Extract the records in full, leaving every picture out.
###
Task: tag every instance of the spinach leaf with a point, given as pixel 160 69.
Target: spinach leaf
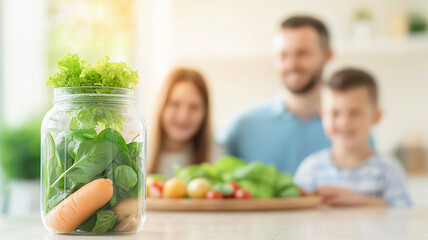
pixel 125 177
pixel 123 159
pixel 135 149
pixel 54 198
pixel 76 137
pixel 89 224
pixel 115 137
pixel 53 166
pixel 106 219
pixel 92 158
pixel 79 176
###
Solution for this exercise
Task: tag every instance of the spinach leaf with a point, given as pixel 160 69.
Target: spinach leaf
pixel 125 177
pixel 123 159
pixel 135 149
pixel 54 198
pixel 76 137
pixel 89 224
pixel 115 137
pixel 53 166
pixel 106 219
pixel 92 158
pixel 79 176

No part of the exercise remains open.